Pointing entries for labeled objects
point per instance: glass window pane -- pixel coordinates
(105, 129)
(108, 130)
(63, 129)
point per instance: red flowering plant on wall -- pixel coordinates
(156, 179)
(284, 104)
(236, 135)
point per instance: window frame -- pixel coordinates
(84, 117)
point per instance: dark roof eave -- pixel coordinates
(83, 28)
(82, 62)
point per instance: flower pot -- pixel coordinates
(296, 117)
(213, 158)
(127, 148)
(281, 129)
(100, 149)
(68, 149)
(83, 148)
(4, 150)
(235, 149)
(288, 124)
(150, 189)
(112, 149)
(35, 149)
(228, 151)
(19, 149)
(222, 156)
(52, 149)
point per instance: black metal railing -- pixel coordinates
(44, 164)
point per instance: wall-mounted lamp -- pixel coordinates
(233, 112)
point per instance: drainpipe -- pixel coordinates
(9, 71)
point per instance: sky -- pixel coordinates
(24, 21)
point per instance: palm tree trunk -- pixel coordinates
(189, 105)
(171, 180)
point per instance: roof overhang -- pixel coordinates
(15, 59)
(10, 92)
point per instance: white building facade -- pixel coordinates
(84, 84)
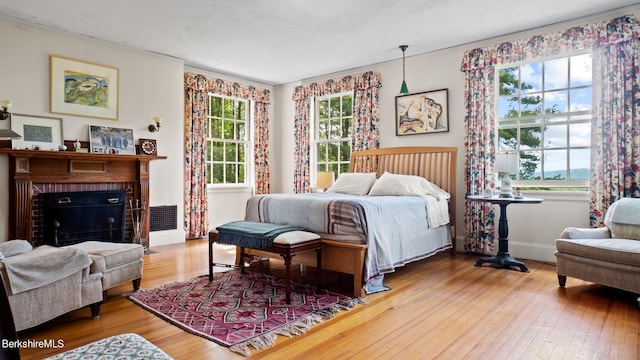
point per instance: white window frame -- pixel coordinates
(315, 141)
(586, 116)
(248, 142)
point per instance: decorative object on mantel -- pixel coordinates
(109, 140)
(148, 146)
(422, 113)
(155, 127)
(38, 132)
(7, 134)
(5, 104)
(83, 89)
(403, 89)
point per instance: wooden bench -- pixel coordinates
(286, 245)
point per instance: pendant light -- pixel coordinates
(403, 88)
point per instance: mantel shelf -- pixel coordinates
(32, 172)
(72, 155)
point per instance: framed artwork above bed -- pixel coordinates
(422, 113)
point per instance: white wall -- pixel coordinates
(149, 85)
(532, 228)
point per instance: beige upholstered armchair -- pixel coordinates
(45, 282)
(608, 255)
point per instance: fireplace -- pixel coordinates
(73, 217)
(34, 173)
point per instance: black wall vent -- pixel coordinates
(163, 218)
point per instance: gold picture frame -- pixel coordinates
(37, 132)
(422, 113)
(84, 89)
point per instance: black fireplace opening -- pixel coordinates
(74, 217)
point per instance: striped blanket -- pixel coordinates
(396, 228)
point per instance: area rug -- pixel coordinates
(240, 310)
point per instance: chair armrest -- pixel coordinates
(585, 233)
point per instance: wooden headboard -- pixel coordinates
(436, 164)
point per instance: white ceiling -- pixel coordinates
(280, 41)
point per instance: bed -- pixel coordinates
(355, 240)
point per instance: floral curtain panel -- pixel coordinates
(616, 89)
(197, 88)
(366, 133)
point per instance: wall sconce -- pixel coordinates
(155, 127)
(5, 105)
(403, 88)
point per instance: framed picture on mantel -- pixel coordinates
(109, 140)
(38, 132)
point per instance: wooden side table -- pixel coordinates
(503, 259)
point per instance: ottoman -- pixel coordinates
(118, 262)
(286, 244)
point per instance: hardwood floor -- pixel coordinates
(439, 308)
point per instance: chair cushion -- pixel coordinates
(622, 251)
(114, 254)
(295, 237)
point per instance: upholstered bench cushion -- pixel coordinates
(107, 255)
(295, 237)
(622, 251)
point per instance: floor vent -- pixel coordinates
(163, 218)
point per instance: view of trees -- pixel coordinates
(226, 141)
(333, 140)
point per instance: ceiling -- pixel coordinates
(280, 41)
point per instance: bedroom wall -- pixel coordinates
(150, 85)
(533, 228)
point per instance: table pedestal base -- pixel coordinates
(504, 261)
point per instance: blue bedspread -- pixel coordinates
(395, 227)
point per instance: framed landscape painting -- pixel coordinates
(83, 89)
(422, 113)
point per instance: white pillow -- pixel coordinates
(409, 185)
(353, 183)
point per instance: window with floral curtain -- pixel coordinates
(365, 125)
(615, 156)
(197, 87)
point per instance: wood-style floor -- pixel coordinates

*WHAT YOU NEED TO DO*. Copy every line of the data above without any changes, and leave the pictures out.

*SOLUTION TO THIS EXERCISE*.
point per instance: glass window pane -- pixel coordinates
(105, 129)
(108, 130)
(63, 129)
point per instance: red flowering plant on wall -- pixel coordinates
(156, 179)
(284, 104)
(236, 135)
point per instance: window frame -- pixel coordinates
(84, 117)
point per instance: dark roof eave -- pixel coordinates
(83, 28)
(82, 62)
point per instance: flower pot -- pixel coordinates
(296, 117)
(213, 158)
(127, 148)
(281, 129)
(100, 149)
(68, 149)
(83, 148)
(4, 150)
(235, 149)
(288, 124)
(150, 189)
(112, 149)
(35, 149)
(228, 151)
(19, 149)
(222, 156)
(52, 149)
point per instance: black metal railing -- pixel coordinates
(44, 164)
point per instance: wall-mounted lamp -- pixel coordinates
(233, 112)
point per instance: drainpipe -- pixel coordinates
(9, 71)
point per instance: sky -- pixel coordinates
(24, 21)
point per instance: palm tree trunk -- pixel coordinates
(189, 105)
(171, 180)
point per instance: roof overhang -- pixel coordinates
(15, 59)
(10, 92)
point per instance: white building facade -- pixel coordinates
(84, 84)
point per instance: white window frame -- pixel coordinates
(315, 141)
(586, 116)
(248, 142)
point per instance: decorative object on mantel -- pixel coordinates
(109, 140)
(148, 146)
(422, 113)
(155, 127)
(38, 132)
(7, 134)
(5, 104)
(83, 89)
(403, 89)
point per instance: wooden bench -- pixel coordinates
(286, 245)
point per instance: pendant light -- pixel coordinates
(403, 88)
point per instance: mantel shelf -- pixel coordinates
(32, 172)
(72, 155)
point per instance: framed artwork above bed -- pixel coordinates
(422, 113)
point per instance: white wall -- pixel coordinates
(149, 85)
(532, 228)
point per instance: beige upholstered armchair -- pixel coordinates
(45, 282)
(608, 255)
point per instance: fireplace -- pixel coordinates
(73, 217)
(34, 173)
point per instance: black wall vent -- pixel coordinates
(163, 218)
point per instance: gold picture frame -- pixel coordinates
(37, 132)
(422, 113)
(84, 89)
point per instance: black fireplace opening -- pixel coordinates
(74, 217)
point per instance: striped blanket -- pixel coordinates
(396, 228)
point per instance: area rug -- pixel coordinates
(240, 310)
point per instance: chair armrest -- pixel coordinates
(585, 233)
point per instance: wooden headboard -- pixel coordinates
(436, 164)
point per instance: white ceiling -- pixel coordinates
(280, 41)
point per instance: bed -- pixel coordinates
(355, 240)
point per instance: floral curtain panel -- pixel coordinates
(616, 89)
(197, 88)
(366, 133)
point per instance: wall sconce -- pixel coordinates
(155, 127)
(5, 105)
(403, 88)
point per instance: framed picture on mantel -- pixel coordinates
(109, 140)
(38, 132)
point per instance: wooden side table -- pixel coordinates
(503, 259)
point per instance: ottoman -- pixel coordinates
(118, 262)
(286, 244)
point per instance: hardwood floor -- pixel coordinates
(439, 308)
point per instance: chair cushion -- pixel coordinates
(622, 251)
(114, 254)
(295, 237)
point per instance: upholstered bench cushion -- pixel coordinates
(107, 255)
(295, 237)
(622, 251)
point per instance: floor vent -- pixel coordinates
(163, 218)
point per instance: view of trees -- pixel coordinates
(226, 141)
(333, 140)
point per instance: ceiling -- pixel coordinates
(280, 41)
point per instance: bedroom wall -- pixel coordinates
(150, 85)
(533, 228)
point per instance: table pedestal base -- pixel coordinates
(504, 261)
point per instance: blue bedspread -- pixel coordinates
(395, 227)
point per instance: framed landscape painting -- pixel coordinates
(83, 89)
(422, 113)
point per instance: white pillow -- pixel coordinates
(409, 185)
(353, 183)
point per instance: window with floral curtain -- pixel coordinates
(365, 125)
(615, 156)
(197, 87)
point per instance: wood-style floor -- pixel coordinates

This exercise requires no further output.